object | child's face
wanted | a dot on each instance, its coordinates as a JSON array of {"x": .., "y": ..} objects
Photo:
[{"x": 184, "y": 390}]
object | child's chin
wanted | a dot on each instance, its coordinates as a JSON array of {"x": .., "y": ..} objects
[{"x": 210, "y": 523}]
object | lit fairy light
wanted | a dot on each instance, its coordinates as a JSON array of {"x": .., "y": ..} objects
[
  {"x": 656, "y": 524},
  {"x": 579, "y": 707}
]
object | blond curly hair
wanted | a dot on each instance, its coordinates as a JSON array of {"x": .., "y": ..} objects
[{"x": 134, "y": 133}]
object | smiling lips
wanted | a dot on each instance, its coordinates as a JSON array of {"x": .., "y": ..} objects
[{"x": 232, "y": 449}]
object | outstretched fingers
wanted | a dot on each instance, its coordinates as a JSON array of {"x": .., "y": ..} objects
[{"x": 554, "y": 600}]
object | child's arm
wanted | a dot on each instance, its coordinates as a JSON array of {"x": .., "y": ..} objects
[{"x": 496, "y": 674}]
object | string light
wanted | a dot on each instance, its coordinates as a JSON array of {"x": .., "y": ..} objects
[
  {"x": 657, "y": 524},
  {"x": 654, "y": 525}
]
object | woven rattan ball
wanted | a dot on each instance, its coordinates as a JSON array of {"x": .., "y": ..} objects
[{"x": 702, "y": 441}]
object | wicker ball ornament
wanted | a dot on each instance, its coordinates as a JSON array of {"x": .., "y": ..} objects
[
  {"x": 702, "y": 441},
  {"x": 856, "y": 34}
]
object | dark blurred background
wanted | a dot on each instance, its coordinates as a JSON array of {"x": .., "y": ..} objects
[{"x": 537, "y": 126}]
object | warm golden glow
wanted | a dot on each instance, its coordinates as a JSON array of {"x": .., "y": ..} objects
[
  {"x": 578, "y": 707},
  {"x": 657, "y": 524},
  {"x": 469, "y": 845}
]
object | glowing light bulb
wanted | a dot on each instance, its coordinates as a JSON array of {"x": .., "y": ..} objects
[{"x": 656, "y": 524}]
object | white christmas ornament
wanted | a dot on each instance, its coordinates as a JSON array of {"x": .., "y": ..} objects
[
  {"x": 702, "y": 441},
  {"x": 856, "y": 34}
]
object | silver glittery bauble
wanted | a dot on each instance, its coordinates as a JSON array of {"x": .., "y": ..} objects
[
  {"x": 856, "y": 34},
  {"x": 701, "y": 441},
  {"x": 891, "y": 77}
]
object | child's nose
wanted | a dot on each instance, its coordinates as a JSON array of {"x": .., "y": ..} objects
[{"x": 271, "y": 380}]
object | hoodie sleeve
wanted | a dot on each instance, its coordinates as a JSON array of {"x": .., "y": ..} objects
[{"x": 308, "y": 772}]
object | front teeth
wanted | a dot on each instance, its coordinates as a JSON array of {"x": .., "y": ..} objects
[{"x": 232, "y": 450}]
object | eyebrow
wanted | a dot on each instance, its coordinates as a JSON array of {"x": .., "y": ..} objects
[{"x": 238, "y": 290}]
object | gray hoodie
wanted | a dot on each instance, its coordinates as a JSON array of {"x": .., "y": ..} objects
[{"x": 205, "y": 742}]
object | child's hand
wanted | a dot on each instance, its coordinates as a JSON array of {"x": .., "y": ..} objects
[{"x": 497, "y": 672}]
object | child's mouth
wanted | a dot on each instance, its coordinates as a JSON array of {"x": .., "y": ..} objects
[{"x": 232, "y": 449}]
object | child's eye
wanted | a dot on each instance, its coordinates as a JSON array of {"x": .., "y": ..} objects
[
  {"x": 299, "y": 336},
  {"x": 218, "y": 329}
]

Goal of the exercise: Copy range, inclusive: the line holding "object | dark blurred background" to the line holding "object | hoodie sleeve". Reproduce exactly those lines of the records above and no others.

Reply:
object | dark blurred background
wanted | a dot on each instance, its coordinates as a JSON array of {"x": .., "y": ..} objects
[{"x": 537, "y": 126}]
object | warm golden glow
wanted | a dot on each instance, its coordinates as a JSON array of {"x": .., "y": ..} objects
[
  {"x": 578, "y": 707},
  {"x": 657, "y": 524},
  {"x": 469, "y": 845}
]
object | glowing light bulb
wanted | a dot on each instance, its coordinates as a JSON array of {"x": .., "y": ..} objects
[{"x": 656, "y": 524}]
object | white christmas ornament
wanted | a dot on each instance, its coordinates as a JSON array of {"x": .., "y": ..} objects
[
  {"x": 702, "y": 441},
  {"x": 856, "y": 34}
]
object | silver glittery bauble
wanted | a dot on each instance, its coordinates as a JSON array of {"x": .., "y": ..} objects
[
  {"x": 856, "y": 34},
  {"x": 701, "y": 441},
  {"x": 891, "y": 77}
]
object | child's nose
wanted | a dot on each instance, its coordinates as a JSON array of {"x": .., "y": ..} objects
[{"x": 271, "y": 380}]
object | hoodie sleeve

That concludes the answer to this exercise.